- [TASKS FOR THIS EXERCISE]:
- a) From the Marinka Zitnik profile, list every computational biology conference named where her work received awards.
- b) Continue the Marinka Zitnik profile from its final sentence, extending its research description.
EXTRACT: Begin
Marinka Zitnik

Stanford University

Position: Postdoctoral Fellow
Rising Stars year of participation: 2018
Bio

Marinka Zitnik is a postdoctoral fellow in computer science at Stanford University, working with Professor Jure Leskovec. Her research interests are in computational biology, machine learning, and network science. She is particularly interested in the areas of representation learning, graph embeddings, and application areas of biology and medicine.
She received a PhD in computer science from University of Ljubljana in 2015 while also conducting research at Imperial College London, University of Toronto, Baylor College of Medicine, and Stanford University.  She received a bachelor’s degree in computer science and mathematics in 2012. Her work received several best paper, poster, and research awards at major computational biology conferences, including ISMB, CAMDA, RECOMB, and BC2.  She received a Google Anita Borg scholarship, was selected as a Young Fellow at Heidelberg Laureate Forum, and received the Jozef Stefan Golden Emblem Prize. She is also a member of the Chan Zuckerberg Biohub at Stanford.

Next-Generation Algorithms for Complex and Heterogeneous Biomedical Networks

Next-Generation Algorithms for Complex and Heterogeneous Biomedical Networks
Complex systems are ubiquitous in biology and medicine, where they encode connectivity patterns at all scales. For the first time, technology has enabled large-scale, objective measurements of these systems, such as the genetic fingerprinting of each of 37 trillion cells in the human body. Massive datasets from such technologies can accelerate discovery and create a new era of precision medicine with highly targeted drugs and treatments. We study large complex interconnected systems at all scales, from interactions of proteins in a cell to interactions between patients in a society.
EXTRACT: End
SOURCE MATERIAL: Begin
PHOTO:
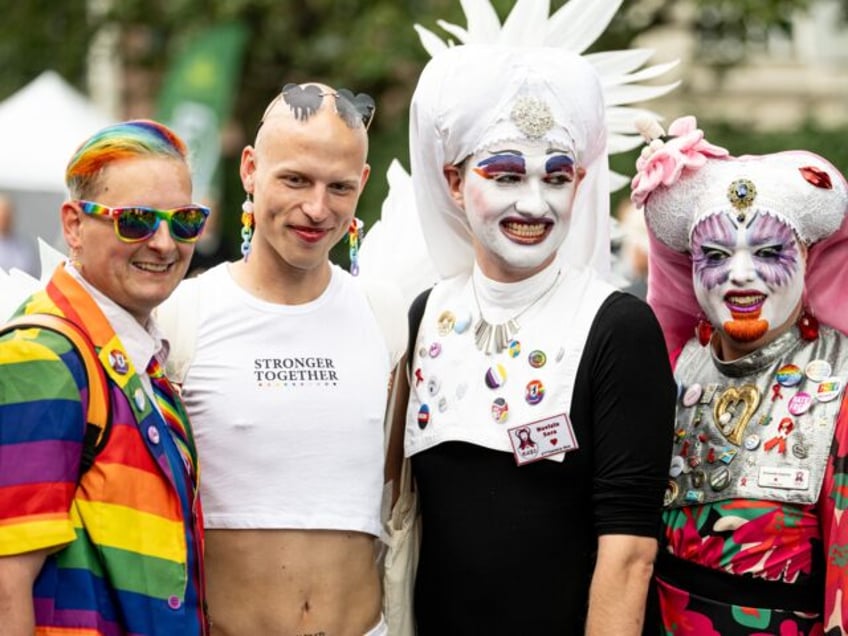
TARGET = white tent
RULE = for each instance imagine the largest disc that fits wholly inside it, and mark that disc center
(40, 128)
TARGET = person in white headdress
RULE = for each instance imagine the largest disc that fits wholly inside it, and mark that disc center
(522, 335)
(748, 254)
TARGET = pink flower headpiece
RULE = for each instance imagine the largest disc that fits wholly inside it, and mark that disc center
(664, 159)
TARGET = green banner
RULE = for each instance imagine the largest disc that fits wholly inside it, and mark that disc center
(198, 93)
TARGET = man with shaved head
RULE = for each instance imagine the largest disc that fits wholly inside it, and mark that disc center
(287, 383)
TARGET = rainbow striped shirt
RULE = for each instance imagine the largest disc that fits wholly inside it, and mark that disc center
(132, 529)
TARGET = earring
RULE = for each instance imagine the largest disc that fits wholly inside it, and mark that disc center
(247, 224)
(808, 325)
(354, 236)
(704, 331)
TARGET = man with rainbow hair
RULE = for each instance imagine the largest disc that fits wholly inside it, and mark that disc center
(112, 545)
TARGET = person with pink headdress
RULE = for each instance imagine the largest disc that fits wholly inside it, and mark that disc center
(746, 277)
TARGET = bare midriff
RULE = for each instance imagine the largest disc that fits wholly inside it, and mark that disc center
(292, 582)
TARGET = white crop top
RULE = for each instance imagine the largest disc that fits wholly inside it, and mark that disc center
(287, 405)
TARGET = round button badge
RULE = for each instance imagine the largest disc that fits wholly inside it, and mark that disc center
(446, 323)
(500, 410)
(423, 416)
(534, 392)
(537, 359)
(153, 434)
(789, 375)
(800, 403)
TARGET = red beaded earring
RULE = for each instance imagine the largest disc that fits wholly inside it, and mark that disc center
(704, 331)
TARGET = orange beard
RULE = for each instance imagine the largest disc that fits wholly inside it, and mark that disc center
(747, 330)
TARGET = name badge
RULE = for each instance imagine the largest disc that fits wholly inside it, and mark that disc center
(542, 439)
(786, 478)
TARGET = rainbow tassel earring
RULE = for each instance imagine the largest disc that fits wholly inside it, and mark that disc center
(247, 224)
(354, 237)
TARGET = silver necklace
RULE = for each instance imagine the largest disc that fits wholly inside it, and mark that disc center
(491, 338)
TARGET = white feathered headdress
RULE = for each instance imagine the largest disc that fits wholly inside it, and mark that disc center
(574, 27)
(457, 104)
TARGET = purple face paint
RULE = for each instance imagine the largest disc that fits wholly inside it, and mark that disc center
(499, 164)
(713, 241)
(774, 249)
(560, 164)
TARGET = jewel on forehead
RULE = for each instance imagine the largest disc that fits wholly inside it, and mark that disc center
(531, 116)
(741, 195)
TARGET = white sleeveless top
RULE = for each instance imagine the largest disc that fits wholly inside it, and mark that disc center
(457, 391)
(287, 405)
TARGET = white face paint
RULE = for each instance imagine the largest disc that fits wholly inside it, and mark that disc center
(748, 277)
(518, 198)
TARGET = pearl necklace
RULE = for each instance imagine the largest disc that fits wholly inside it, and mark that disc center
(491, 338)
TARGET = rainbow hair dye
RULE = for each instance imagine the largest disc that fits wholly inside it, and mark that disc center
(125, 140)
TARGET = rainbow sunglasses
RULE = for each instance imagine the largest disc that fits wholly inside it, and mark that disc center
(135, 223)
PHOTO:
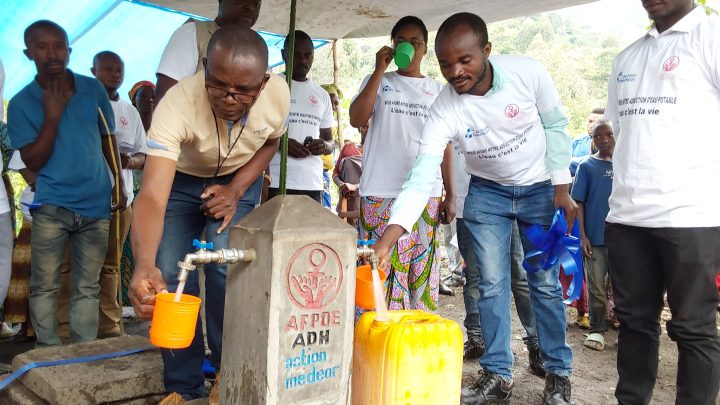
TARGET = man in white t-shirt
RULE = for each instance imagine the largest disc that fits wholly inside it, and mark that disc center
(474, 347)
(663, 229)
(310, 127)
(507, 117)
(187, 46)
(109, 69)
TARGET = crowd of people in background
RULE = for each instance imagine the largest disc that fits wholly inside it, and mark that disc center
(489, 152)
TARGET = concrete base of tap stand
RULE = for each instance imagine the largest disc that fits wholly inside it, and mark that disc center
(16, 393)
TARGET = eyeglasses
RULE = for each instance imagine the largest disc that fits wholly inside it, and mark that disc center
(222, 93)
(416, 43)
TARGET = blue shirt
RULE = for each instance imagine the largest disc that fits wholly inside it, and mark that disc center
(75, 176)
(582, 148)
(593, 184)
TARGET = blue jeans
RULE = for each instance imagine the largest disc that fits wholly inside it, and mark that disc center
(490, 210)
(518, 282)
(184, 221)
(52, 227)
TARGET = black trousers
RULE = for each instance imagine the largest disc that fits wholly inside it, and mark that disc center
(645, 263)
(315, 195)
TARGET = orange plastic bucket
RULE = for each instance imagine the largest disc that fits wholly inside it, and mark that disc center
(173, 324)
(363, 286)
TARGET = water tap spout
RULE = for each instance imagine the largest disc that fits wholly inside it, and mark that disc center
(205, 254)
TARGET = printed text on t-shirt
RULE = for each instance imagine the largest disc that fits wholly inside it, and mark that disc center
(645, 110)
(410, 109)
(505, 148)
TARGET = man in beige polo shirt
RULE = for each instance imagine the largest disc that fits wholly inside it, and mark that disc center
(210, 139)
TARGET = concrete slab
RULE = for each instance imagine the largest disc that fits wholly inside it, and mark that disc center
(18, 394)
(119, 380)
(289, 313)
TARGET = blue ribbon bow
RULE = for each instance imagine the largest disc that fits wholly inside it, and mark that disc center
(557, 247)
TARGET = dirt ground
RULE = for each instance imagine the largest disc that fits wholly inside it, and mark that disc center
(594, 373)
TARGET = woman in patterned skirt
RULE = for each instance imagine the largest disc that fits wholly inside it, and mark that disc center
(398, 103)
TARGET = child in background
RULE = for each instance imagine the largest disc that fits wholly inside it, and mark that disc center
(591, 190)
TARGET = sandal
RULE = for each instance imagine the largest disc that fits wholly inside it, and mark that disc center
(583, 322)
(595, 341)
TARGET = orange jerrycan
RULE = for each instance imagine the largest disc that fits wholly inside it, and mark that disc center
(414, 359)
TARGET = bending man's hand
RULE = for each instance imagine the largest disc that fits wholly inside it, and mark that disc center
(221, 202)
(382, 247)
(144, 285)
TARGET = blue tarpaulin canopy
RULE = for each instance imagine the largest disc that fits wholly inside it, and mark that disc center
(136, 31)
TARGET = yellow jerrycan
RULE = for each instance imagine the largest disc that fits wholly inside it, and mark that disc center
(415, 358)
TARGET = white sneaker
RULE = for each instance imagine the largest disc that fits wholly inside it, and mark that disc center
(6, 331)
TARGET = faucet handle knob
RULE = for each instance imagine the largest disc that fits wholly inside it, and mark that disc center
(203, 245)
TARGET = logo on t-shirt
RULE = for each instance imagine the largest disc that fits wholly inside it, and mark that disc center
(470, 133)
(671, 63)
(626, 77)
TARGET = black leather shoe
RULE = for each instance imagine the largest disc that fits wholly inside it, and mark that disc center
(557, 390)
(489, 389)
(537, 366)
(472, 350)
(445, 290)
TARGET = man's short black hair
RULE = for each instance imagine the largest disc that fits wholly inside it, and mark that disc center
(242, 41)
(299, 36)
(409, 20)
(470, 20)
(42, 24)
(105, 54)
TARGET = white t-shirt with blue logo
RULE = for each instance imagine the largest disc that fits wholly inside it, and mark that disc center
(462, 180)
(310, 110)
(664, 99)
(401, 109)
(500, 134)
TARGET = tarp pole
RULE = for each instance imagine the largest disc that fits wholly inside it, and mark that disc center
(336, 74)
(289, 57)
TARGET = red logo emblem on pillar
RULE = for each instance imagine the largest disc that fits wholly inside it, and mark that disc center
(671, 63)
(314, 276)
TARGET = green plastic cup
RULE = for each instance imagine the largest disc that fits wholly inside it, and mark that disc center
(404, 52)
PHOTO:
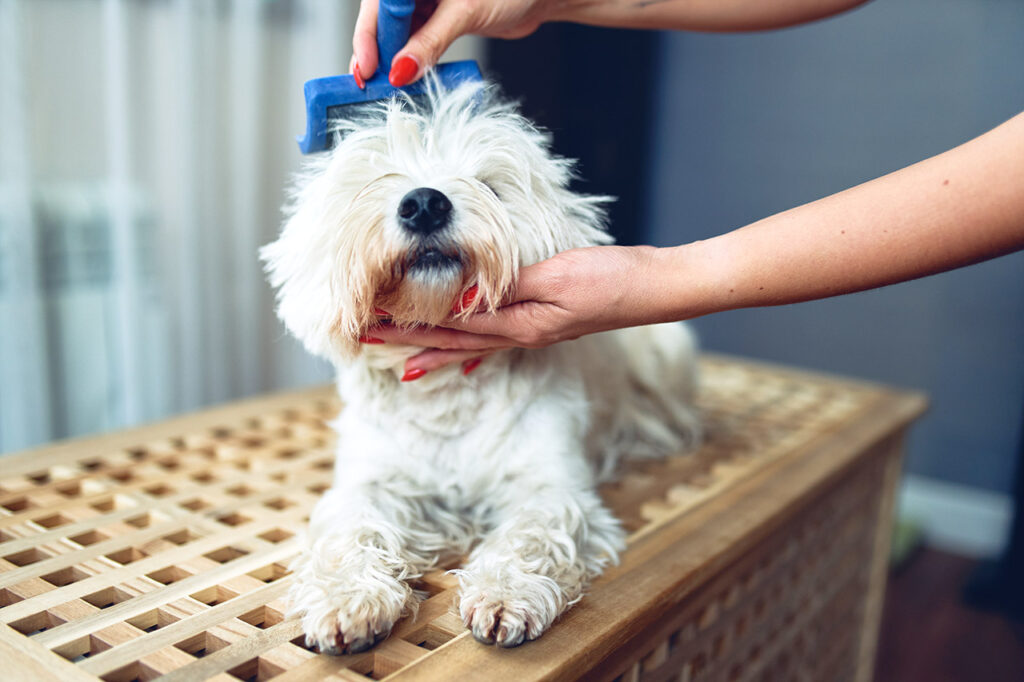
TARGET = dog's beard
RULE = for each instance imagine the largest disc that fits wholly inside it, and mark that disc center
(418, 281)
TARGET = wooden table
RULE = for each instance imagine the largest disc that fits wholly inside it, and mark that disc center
SOURCE MATERIAL: End
- [RESPONSES IN ORDER]:
- a) ISMB, CAMDA, RECOMB, BC2

- b)
Mathematical machinery that is central to these complex systems is machine learning on graphs. We define novel graph convolutional deep networks that learn data transformation functions, which we use to map nodes to embeddings, points in low-dimensional vector spaces. These deep models can embed nodes, subgraphs, and highly multi-relational graphs. We show that these methods enable practical biomedical applications of high impact, such as predicting which diseases a drug would treat, identifying which side effects patients will get from a specific drug combination, and predicting which roles a protein has in a particular human tissue.
We also present a mathematical understanding of graphs in the context of biology and medicine, where such algorithms can uncover new biology and be used to accelerate knowledge discovery. We have developed methods that generate actionable insights in the form of hypotheses derived from biomedical data. We show that these network science algorithms can be used to enhance networks and automatically identify hypotheses with the highest prospect, ranging from drug repurposing in medical drug networks to cell-type discovery in cell interaction networks.